◆ **Exercise objective**
All that should be output is the block of lines below from the line with "Point | tag one point per instance of the dog's hind" to the line with "Point | tag one point per instance of the black", both included, exactly as written.

══ Records provided

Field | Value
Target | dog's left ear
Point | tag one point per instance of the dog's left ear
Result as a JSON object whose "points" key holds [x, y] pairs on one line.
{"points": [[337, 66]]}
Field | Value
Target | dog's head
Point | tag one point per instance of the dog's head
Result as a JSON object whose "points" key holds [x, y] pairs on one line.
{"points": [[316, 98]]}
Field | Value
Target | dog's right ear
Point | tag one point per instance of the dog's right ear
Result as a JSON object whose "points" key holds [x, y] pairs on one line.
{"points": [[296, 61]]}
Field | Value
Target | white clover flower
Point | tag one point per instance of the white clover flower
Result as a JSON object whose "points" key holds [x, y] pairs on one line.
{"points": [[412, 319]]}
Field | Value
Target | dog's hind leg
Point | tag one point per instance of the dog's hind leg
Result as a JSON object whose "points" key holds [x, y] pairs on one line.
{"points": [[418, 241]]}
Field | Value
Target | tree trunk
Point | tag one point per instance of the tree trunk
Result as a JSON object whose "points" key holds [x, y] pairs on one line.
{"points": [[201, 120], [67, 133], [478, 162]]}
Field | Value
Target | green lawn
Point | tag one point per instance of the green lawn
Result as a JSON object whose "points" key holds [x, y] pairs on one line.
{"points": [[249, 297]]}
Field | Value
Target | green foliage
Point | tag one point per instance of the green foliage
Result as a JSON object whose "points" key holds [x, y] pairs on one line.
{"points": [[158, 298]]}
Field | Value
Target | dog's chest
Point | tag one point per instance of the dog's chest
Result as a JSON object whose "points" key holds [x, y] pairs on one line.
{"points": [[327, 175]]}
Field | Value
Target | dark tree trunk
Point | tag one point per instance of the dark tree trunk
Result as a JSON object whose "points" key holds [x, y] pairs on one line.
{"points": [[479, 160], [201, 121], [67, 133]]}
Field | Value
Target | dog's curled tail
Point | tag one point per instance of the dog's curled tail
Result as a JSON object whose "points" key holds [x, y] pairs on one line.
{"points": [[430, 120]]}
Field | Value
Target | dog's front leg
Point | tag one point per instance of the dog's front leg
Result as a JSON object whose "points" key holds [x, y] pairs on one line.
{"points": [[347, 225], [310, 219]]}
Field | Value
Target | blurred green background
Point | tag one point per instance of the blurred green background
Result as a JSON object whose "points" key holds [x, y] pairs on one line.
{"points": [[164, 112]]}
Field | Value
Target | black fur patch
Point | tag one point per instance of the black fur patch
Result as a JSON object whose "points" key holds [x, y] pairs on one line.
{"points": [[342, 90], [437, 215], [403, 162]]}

════

◆ **Result**
Point | tag one point per instance of the dog's hind leg
Result as a JSON object whose "points" key holds [x, y] pairs on one line.
{"points": [[418, 241]]}
Field | Value
Target | tree trunk
Point | tag one point per instance of the tree trunk
Result as a JSON object whose "points" key holds [x, y] pairs on one line.
{"points": [[201, 120], [67, 133], [478, 162]]}
Field | Value
Target | green lawn
Point | tag one point per instance of the green lawn
Result as a JSON object whose "points" key holds [x, y] pairs on one line.
{"points": [[249, 297]]}
Field | Value
Target | green foliage
Point | tag one point per instance of the green foliage
Result as a JSON object whose "points" key holds [x, y] pairs on one line.
{"points": [[158, 298]]}
Field | Value
Target | dog's chest
Point | tag one point per instance of the dog's chest
Result as a JSON object whose "points" key holds [x, y] pairs on one line.
{"points": [[327, 175]]}
Field | Value
Target | dark tree trunk
Point | tag one point per instance of the dark tree trunk
Result as a JSON object whose "points" key holds [x, y] pairs on one line.
{"points": [[479, 160], [201, 121], [67, 133]]}
Field | Value
Target | dog's curled tail
Point | tag one point per instance of the dog's curled tail
Result as a JSON object whose "points" key holds [x, y] pairs on one line.
{"points": [[430, 120]]}
Field | Value
Target | dog's front leg
Point | tag one point per instance of the dog's front leg
Result as a JSON object whose "points" key holds [x, y] pairs on one line.
{"points": [[347, 225], [310, 219]]}
Field | Value
Target | blurred green background
Point | tag one point per instance of the blurred green background
Result as a JSON object whose "points" key holds [x, y] pairs on one line.
{"points": [[164, 112]]}
Field | Value
Target | black fur patch
Point | tag one point per instance of the black fur patch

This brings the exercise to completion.